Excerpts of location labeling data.
>> BEGIN

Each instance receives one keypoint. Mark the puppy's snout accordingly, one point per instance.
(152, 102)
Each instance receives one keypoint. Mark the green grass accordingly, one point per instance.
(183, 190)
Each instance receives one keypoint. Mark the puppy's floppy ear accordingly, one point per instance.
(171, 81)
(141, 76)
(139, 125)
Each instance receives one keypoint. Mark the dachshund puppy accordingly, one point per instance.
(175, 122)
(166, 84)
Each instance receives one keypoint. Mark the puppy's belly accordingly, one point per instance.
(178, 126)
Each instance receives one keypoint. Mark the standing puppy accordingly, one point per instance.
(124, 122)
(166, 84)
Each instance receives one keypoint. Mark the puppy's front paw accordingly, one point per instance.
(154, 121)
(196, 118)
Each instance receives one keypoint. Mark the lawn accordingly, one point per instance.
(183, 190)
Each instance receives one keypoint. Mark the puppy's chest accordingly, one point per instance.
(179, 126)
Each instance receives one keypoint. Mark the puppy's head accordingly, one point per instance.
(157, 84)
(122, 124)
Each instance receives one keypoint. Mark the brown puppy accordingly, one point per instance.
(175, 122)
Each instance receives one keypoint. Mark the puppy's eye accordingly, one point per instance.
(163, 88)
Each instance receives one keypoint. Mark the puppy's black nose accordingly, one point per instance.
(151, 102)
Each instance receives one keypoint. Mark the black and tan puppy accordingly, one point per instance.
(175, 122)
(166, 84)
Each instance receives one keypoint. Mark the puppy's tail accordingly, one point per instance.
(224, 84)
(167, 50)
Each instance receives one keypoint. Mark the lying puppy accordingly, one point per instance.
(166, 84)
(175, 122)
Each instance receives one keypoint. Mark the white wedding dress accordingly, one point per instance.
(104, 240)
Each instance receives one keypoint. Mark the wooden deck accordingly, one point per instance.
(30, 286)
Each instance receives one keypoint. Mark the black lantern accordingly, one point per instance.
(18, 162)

>> END

Convert everything from the line containing "Each instance receives one keypoint. Mark the black lantern" down to the end of the lines into a two-column CSV headed instruction and point. Give one row for each line with its answer, with each value in a single quoted field and any line breaks replaced by spaces.

instruction,point
"Each instance receives one keypoint. Mark the black lantern accordingly, one point per instance.","(18, 162)"